[Natural-language object grounding data]
■ ■ ■ ■
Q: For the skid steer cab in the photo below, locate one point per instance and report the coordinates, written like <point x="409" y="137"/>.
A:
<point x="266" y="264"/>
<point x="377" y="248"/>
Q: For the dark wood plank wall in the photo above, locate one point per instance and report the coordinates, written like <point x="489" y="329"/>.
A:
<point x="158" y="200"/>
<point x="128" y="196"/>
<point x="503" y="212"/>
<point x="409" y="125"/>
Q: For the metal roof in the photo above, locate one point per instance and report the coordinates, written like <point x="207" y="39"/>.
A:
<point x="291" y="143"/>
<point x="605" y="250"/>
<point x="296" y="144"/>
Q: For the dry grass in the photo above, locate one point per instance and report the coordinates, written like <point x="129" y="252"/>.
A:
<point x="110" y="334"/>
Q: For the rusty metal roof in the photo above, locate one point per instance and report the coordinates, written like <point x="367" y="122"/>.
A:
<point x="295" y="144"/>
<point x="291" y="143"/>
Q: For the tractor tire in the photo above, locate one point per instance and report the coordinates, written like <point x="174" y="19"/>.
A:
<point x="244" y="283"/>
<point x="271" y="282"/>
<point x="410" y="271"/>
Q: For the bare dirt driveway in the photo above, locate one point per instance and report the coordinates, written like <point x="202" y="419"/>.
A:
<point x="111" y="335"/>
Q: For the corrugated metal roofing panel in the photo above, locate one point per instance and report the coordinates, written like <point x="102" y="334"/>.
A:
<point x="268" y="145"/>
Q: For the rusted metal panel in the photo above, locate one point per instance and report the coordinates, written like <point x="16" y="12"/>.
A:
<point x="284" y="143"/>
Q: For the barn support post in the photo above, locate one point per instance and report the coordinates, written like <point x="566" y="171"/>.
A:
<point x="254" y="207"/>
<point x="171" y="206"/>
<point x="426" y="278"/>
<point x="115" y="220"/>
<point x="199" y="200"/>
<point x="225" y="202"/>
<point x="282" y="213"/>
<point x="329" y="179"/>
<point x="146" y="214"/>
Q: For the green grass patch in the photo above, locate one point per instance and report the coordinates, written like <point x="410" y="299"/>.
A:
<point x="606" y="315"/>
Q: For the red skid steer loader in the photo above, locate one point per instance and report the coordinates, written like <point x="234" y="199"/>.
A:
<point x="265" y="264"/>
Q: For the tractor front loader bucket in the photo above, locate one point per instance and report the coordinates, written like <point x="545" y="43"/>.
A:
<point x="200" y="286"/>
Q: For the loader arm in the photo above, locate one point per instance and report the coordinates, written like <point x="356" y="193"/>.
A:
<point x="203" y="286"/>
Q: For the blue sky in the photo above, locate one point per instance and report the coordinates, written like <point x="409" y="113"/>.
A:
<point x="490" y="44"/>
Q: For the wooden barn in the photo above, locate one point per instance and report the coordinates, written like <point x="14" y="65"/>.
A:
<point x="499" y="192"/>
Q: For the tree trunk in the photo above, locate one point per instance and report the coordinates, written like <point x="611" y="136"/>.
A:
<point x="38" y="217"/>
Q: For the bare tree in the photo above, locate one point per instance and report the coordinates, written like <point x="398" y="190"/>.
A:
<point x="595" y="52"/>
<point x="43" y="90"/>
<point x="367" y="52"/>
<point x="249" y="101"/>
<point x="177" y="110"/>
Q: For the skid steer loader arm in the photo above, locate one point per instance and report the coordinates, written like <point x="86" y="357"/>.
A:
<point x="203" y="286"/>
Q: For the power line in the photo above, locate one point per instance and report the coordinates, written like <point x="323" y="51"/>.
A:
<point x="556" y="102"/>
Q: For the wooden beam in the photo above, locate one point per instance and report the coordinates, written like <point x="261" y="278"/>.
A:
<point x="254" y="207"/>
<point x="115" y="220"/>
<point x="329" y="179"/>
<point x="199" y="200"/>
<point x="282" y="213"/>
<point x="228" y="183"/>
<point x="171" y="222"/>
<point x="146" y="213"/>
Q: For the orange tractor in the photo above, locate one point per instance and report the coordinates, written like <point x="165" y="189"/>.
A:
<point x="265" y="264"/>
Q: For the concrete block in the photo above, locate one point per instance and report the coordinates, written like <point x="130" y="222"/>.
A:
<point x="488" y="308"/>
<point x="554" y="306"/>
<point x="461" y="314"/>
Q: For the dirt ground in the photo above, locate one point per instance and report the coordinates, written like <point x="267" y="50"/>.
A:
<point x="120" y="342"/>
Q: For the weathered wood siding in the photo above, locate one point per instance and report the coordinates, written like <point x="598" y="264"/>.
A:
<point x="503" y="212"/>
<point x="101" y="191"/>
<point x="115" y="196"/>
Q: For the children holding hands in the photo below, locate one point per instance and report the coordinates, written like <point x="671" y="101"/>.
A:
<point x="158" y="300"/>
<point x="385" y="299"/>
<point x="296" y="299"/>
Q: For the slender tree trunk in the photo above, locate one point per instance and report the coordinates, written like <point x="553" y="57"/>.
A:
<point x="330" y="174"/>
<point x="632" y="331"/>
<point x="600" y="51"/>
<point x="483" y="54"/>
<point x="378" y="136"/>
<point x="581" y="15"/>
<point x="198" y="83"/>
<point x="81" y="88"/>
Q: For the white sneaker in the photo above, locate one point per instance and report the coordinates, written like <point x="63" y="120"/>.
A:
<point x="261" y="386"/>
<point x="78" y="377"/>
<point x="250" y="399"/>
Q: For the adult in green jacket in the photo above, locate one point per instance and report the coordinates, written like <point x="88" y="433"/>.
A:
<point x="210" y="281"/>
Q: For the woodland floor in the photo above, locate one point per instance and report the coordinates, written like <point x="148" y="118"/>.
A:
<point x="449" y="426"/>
■ ■ ■ ■
**Task:**
Each line shown above must be repeated exactly.

**Solution to the exercise:**
Q: For the skid steer cab in the photo below, locate one point per instance and report the coordinates, written like <point x="409" y="137"/>.
A:
<point x="266" y="264"/>
<point x="377" y="248"/>
Q: For the dark wood plank wall in the photo above, locate one point per instance and report the coordinates, written like <point x="489" y="329"/>.
A:
<point x="158" y="200"/>
<point x="128" y="196"/>
<point x="503" y="212"/>
<point x="409" y="125"/>
Q: For the metal roof in the photo above, locate one point per instance and report the coordinates, written like <point x="207" y="39"/>.
A:
<point x="291" y="143"/>
<point x="605" y="250"/>
<point x="296" y="144"/>
Q: For the dry grass in the photo above, locate one point per instance and report the coordinates, written like <point x="129" y="252"/>.
A:
<point x="110" y="334"/>
Q: For the rusty metal roof in the photo above, locate one point per instance and report the coordinates, written like <point x="367" y="122"/>.
A:
<point x="295" y="144"/>
<point x="291" y="143"/>
Q: For the tractor tire in the photo above, locate one point per instance and report the coordinates, written like <point x="174" y="19"/>.
A:
<point x="244" y="283"/>
<point x="271" y="282"/>
<point x="410" y="271"/>
Q: For the bare dirt driveway in the photo above, locate one point per instance and report the coordinates, written like <point x="202" y="419"/>.
A:
<point x="111" y="335"/>
Q: For the corrugated metal roofing panel in the photo above, locate one point per instance and report the coordinates, written like <point x="102" y="334"/>.
A:
<point x="268" y="145"/>
Q: For the rusted metal panel in the photo above, locate one point per instance and report the coordinates, written like <point x="16" y="12"/>.
A:
<point x="284" y="143"/>
Q: For the barn support post in the photo above, locate one point per instance and report the coordinates, written like <point x="566" y="171"/>.
A:
<point x="254" y="207"/>
<point x="171" y="206"/>
<point x="426" y="278"/>
<point x="115" y="220"/>
<point x="199" y="200"/>
<point x="225" y="202"/>
<point x="282" y="213"/>
<point x="329" y="179"/>
<point x="146" y="214"/>
Q: For the green grass patch in the photo above, locate one point per instance and report the coordinates, written like <point x="410" y="299"/>.
A:
<point x="606" y="315"/>
Q: For the red skid steer loader in the photo above, locate one point per instance and report the coordinates, written like <point x="234" y="199"/>.
A:
<point x="265" y="264"/>
Q: For the tractor front loader bucket in the photo above, locate one point per instance and report the coordinates, written like <point x="545" y="43"/>.
A:
<point x="200" y="286"/>
Q: For the loader arm in the photo above, locate one point per instance and report the coordinates, written like <point x="356" y="193"/>.
A:
<point x="203" y="286"/>
Q: For the blue sky in the photo above, locate one point per instance and report the coordinates, written like <point x="409" y="113"/>.
A:
<point x="490" y="44"/>
Q: For the wooden barn in the photo above, locate one point per instance and report the coordinates, written like <point x="14" y="65"/>.
A:
<point x="499" y="192"/>
Q: For the tree trunk in the photo above, locate one point per instance and report the coordinates, written like <point x="611" y="136"/>.
A:
<point x="38" y="217"/>
Q: For the bare tree in the photo above, locate one point per instance and report the coordinates, written like <point x="398" y="190"/>.
A:
<point x="595" y="52"/>
<point x="43" y="90"/>
<point x="367" y="52"/>
<point x="249" y="101"/>
<point x="177" y="110"/>
Q: For the skid steer loader arm in the photo above, locate one point per instance and report the coordinates, written like <point x="86" y="357"/>.
A:
<point x="203" y="286"/>
Q: For the power line in the photo above, locate one point per instance and report the coordinates, written like <point x="323" y="51"/>.
A:
<point x="556" y="102"/>
Q: For the wooden beam in the photo above, locate one point per instance and report the coordinates, written like <point x="261" y="278"/>.
A:
<point x="254" y="207"/>
<point x="115" y="220"/>
<point x="329" y="179"/>
<point x="199" y="200"/>
<point x="282" y="213"/>
<point x="228" y="183"/>
<point x="171" y="222"/>
<point x="146" y="213"/>
Q: For the orange tractor in the photo above, locate one point per instance and report the coordinates, written like <point x="165" y="189"/>.
A:
<point x="265" y="264"/>
Q: For the concrete block in the photo above, locate one point per instance and report the coordinates, written like <point x="130" y="222"/>.
A:
<point x="488" y="308"/>
<point x="554" y="306"/>
<point x="461" y="314"/>
Q: For the dirt ground in the photo above, locate one point per instance and report the coordinates, written like <point x="267" y="50"/>.
A:
<point x="120" y="342"/>
Q: For the weathered wood siding in the photo above, locate one point per instance and report the coordinates, written like <point x="598" y="264"/>.
A:
<point x="503" y="212"/>
<point x="101" y="191"/>
<point x="115" y="196"/>
Q: For the children holding hands in the photo below, locate one point per instance and report the coordinates, written like <point x="671" y="101"/>.
A:
<point x="158" y="300"/>
<point x="385" y="299"/>
<point x="296" y="299"/>
Q: For the slender tree trunk in the photo above, locate one point per instance and report the coordinates, written like <point x="553" y="57"/>.
A:
<point x="330" y="174"/>
<point x="632" y="331"/>
<point x="600" y="51"/>
<point x="483" y="54"/>
<point x="378" y="136"/>
<point x="581" y="15"/>
<point x="198" y="83"/>
<point x="81" y="88"/>
Q: For the white sneaker in the photo above, locate one point per instance and report the coordinates, written like <point x="63" y="120"/>.
A:
<point x="261" y="386"/>
<point x="78" y="377"/>
<point x="250" y="399"/>
Q: For the adult in green jacket in the photo above, locate one point per instance and report the coordinates, written like <point x="88" y="433"/>.
A:
<point x="210" y="281"/>
Q: For the woodland floor in the photo above, locate one point per instance and report the coordinates, written like <point x="148" y="118"/>.
A:
<point x="449" y="426"/>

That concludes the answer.